Collected data entries:
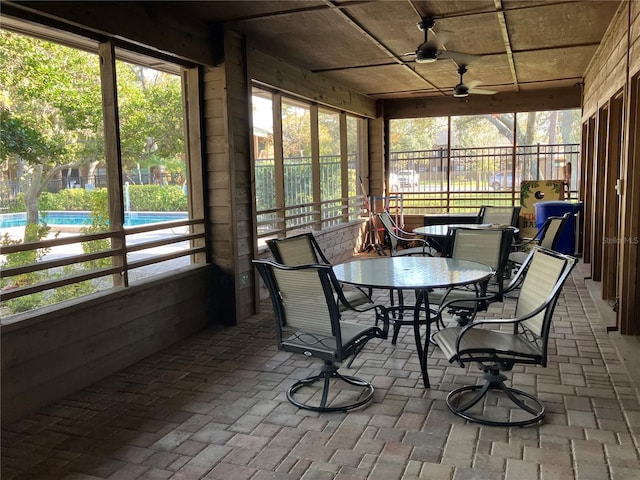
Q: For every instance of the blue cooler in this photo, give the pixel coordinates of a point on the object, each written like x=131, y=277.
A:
x=557, y=208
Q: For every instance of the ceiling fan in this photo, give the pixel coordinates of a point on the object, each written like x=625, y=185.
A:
x=462, y=90
x=432, y=50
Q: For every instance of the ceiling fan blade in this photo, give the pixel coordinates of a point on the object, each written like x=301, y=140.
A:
x=458, y=57
x=481, y=91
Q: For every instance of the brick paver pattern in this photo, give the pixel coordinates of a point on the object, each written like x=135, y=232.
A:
x=214, y=407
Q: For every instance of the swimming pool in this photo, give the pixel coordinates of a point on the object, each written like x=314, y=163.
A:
x=8, y=220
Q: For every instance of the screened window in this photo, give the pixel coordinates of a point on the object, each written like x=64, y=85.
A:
x=307, y=165
x=457, y=163
x=88, y=204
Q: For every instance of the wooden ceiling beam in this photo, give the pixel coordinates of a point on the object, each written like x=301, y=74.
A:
x=381, y=46
x=507, y=41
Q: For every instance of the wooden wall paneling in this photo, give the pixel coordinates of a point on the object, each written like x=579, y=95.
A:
x=238, y=114
x=629, y=302
x=611, y=199
x=344, y=167
x=193, y=150
x=221, y=228
x=376, y=180
x=605, y=75
x=504, y=102
x=112, y=154
x=315, y=167
x=278, y=157
x=58, y=352
x=597, y=192
x=585, y=187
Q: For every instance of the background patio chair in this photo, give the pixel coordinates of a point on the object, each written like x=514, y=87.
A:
x=305, y=303
x=303, y=249
x=546, y=237
x=500, y=215
x=524, y=341
x=489, y=246
x=401, y=242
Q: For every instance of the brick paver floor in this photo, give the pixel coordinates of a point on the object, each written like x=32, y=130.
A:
x=214, y=407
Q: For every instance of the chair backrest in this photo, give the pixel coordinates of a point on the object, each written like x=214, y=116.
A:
x=302, y=249
x=551, y=231
x=305, y=306
x=489, y=246
x=545, y=272
x=390, y=228
x=500, y=215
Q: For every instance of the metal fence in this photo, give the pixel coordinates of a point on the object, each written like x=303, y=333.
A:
x=460, y=179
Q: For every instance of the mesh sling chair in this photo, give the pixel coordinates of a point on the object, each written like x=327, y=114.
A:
x=489, y=246
x=546, y=237
x=523, y=341
x=303, y=249
x=305, y=301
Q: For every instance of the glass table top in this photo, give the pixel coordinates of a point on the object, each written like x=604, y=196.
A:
x=411, y=272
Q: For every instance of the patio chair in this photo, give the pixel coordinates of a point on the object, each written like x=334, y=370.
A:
x=500, y=215
x=523, y=341
x=402, y=242
x=546, y=237
x=489, y=246
x=308, y=321
x=303, y=249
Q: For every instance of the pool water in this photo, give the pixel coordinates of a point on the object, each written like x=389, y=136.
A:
x=8, y=220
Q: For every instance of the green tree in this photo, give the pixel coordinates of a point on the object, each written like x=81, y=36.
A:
x=54, y=93
x=151, y=120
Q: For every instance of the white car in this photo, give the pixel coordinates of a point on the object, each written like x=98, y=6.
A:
x=404, y=179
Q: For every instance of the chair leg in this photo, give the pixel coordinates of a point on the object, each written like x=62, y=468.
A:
x=330, y=371
x=494, y=380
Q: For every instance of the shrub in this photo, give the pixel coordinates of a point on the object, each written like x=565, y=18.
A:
x=153, y=198
x=71, y=199
x=157, y=198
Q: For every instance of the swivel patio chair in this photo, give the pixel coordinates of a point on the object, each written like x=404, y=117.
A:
x=489, y=246
x=524, y=341
x=308, y=321
x=303, y=249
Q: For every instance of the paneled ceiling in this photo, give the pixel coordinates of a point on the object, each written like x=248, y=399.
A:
x=515, y=45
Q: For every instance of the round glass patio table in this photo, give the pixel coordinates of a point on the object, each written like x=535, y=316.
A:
x=413, y=273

=== Work instruction ===
Please transcribe the lines from the one containing "Q: For every instance of the chair leg" through the last line of the records. Include both ends and nothing else.

=== Task response ===
Q: For every instance of the chair leg in this photo, give the pixel coordinates of a point on the object, each written like x=62, y=468.
A:
x=330, y=371
x=494, y=380
Q: For every instance of the shrub in this photo, give the pixel coordinates of a point on the object, each written like x=565, y=18.
A:
x=153, y=198
x=71, y=199
x=157, y=198
Q: For every instance of the swivel patio chair in this photo, give the pixel coordinates of a point on the object, each written like x=404, y=117.
A:
x=489, y=246
x=524, y=341
x=308, y=321
x=303, y=249
Q: For every instance of the paneled ceiling in this photo, give the pixel coordinates of a point on the object, each written like x=248, y=399.
A:
x=515, y=45
Q: For every instance of the round glass patio table in this photo, give the pixel coordinates of a point on the object, each written like x=535, y=316.
A:
x=413, y=273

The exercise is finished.